**CONSEGNA**.
Riassumi in due frasi il testo sull'intervista a Roberto Cingolani.

**TESTO PROPOSTO**.
____
C’è un’interessante intervista a Roberto Cingolani, ex ministro della Transizione ecologica ed attuale Ad di Leonardo, che merita di essere ascoltata. A realizzarla è Aliseo e il video integrale su Youtube ve lo riproponiamo qui sotto. Di temi ne sono stati trattati molti: la guerra in Ucraina, quella in Medio Oriente, i sistemi difensivi moderni e i mancati investimenti per la Difesa da parte degli Stati Europei. Ma la parte più interessante riguarda l’approvvigionamento di risorse energetiche e le follie green portate avanti dalla Commissione Ue della prima Ursula von der Leyen.
Per Cingolani i problemi occidentali in termini di materie prime e costo dell’energia derivano da due cause scatenanti. Da una parte i fattori esogeni, come il Covid, la guerra in Ucraina e altre “cose imprevedibili, tipo il lockdown”, hanno messo in ginocchio le imprese al pari dell’aumento del costo dell’energia dovuto all’abbandono del gas russo. “Non era prevedibile e oggi ci lecchiamo le ferite sperando in futuro di essere più resilienti”, spiega l’ex ministro. Dall’altra ci sono invece i fattori endogeni, vero tallone d’achille del Vecchio Continente. “L’Europa ha fatto un po’ una figura barbina – spiega Cingolani – perché noi pensavamo di fare i furbi, delocalizzando in Cina per pagare meno la mano d’opera” salvo poi trovarci con questi Paesi che ci “ricattano” sulla produzione dei cip. Poi, aggiunge l’ex ministro, “abbiamo avuto una serie di ideologi che ci hanno detto che l’auto a batteria avrebbe risolto tutti i problemi del mondo, ma bastava fare due conti per dire che era una sciocchezza; altri ideologi ci dicevano in piena crisi climatica che si poteva fare tutto con eolico e fotovoltaico, ma era fisicamente sbagliato. Non è questione di idee, ma di watt: era la fisica che non funzionava”. La somma di “sciocchezze ideologiche” e “errori industriali” di chi ha delocalizzato, secondo Cingolani “ci porta oggi a svegliarci e a dire ‘ops, siamo nei guai'”.
Ma non serviva un genio per capirlo. In un mondo occidentale dove vivono tre delle più grandi manifatture mondiali, l’Italia, la Francia e la Germania, pensare di far progredire tutto “a batteria” era (ed è tutt’ora) una follia totale, perché per un simile progetto “servono nickel, litio e cobalto” che l’Europa non ha. “Chi raccontava queste cose senza sapere di cosa parlava oggi dovrebbe pagare pegno. Eppure siamo stati ubriachi. Abbiamo avuto una Commissione Ue che ha spinto in maniera ideologica su certe cose e ora ci rendiamo conto che abbiamo distrutto filiere intere industriali. Non solo l’automotive”. Senza contare che l’Italia, in aggiunta a tutto questo, deve pagare l’energia di più perché ha rinunciato “in maniera ideologica” al nucleare.
____
(Dati di localizzazione dei punti)
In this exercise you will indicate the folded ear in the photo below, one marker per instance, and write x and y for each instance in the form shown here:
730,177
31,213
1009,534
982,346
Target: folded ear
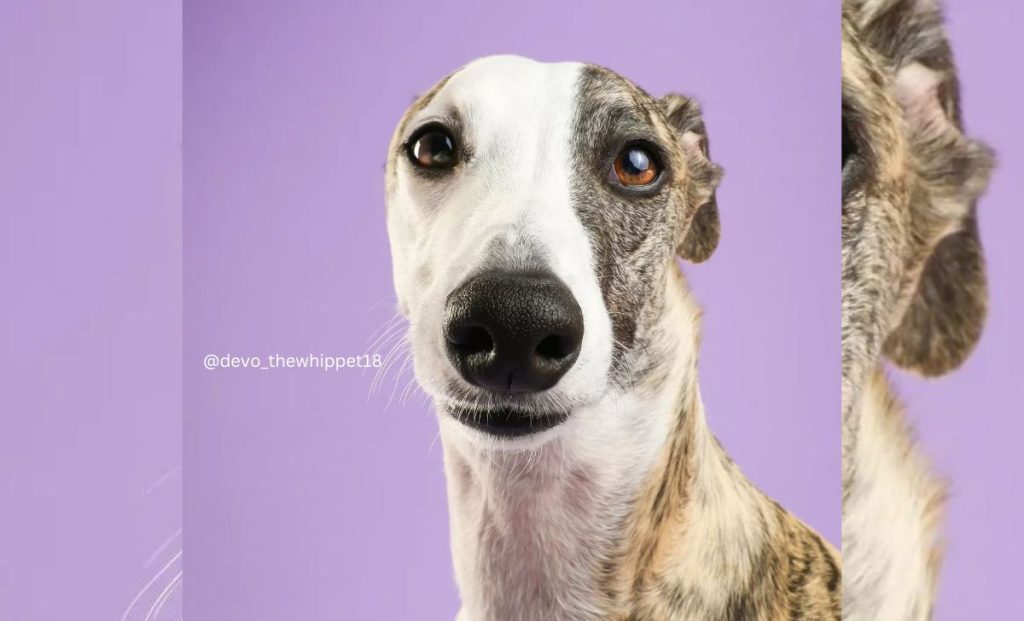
700,238
946,314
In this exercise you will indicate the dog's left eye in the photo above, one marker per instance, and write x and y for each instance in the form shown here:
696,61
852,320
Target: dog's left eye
636,166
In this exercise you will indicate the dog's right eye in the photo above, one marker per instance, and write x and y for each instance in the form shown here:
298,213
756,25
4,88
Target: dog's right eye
432,147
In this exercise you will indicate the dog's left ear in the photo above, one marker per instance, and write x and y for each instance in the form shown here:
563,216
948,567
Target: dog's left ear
701,236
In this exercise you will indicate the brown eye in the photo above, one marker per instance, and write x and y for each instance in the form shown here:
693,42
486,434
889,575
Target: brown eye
636,166
432,148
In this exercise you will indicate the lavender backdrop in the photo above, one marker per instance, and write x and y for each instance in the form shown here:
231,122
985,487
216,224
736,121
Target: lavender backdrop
971,422
306,500
90,296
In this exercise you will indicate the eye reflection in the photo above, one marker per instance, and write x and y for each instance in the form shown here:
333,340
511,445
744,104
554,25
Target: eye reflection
635,166
432,148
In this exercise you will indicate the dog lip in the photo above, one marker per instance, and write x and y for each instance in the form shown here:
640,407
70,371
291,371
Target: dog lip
507,421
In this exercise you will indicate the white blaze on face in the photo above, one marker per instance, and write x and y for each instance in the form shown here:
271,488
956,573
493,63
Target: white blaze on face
508,206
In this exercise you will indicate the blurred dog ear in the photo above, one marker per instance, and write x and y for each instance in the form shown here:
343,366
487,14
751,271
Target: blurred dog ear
704,231
946,312
946,315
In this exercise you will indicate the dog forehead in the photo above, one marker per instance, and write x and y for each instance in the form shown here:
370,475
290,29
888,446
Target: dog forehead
509,85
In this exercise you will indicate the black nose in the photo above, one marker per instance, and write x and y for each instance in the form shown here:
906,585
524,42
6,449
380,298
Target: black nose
513,332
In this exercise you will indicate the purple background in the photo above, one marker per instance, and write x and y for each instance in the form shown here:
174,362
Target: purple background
90,268
306,500
971,422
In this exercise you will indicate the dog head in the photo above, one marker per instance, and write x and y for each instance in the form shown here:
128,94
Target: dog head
532,212
913,280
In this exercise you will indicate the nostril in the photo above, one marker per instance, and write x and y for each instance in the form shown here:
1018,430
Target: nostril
554,347
472,339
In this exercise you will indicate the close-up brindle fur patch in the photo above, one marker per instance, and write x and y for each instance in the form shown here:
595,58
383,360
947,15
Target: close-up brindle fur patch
913,288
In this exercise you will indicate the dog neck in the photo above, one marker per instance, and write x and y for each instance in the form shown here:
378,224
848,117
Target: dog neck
570,529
____
**SOLUZIONE**.
Nell'intervista realizzata da Aliseo, Roberto Cingolani, ex ministro della Transizione ecologica e attuale Ad di Leonardo, attribuisce i problemi occidentali su materie prime e costo dell'energia a fattori esogeni, come il Covid e la guerra in Ucraina, e a fattori endogeni, come la delocalizzazione in Cina e le «sciocchezze ideologiche» sull'auto a batteria e su eolico e fotovoltaico. Per un progetto tutto «a batteria» servono nickel, litio e cobalto che l'Europa non ha; intanto la Commissione Ue ha spinto in maniera ideologica distruggendo intere filiere industriali, e l'Italia paga di più l'energia per aver rinunciato al nucleare.